_Task prompt_. Reproduce the material below word for word, keeping every line as it appears.

>> begin Data provided

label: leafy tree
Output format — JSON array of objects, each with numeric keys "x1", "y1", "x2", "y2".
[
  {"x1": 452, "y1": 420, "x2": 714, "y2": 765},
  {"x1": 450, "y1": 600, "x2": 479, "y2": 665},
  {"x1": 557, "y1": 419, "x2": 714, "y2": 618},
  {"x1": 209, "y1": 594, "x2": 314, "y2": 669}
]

>> end Data provided

_Solution to the exercise_.
label: leafy tree
Output format — JSON array of objects, each with numeric keys "x1", "y1", "x2", "y2".
[
  {"x1": 452, "y1": 420, "x2": 714, "y2": 765},
  {"x1": 450, "y1": 600, "x2": 479, "y2": 665},
  {"x1": 557, "y1": 419, "x2": 714, "y2": 618},
  {"x1": 209, "y1": 594, "x2": 314, "y2": 669}
]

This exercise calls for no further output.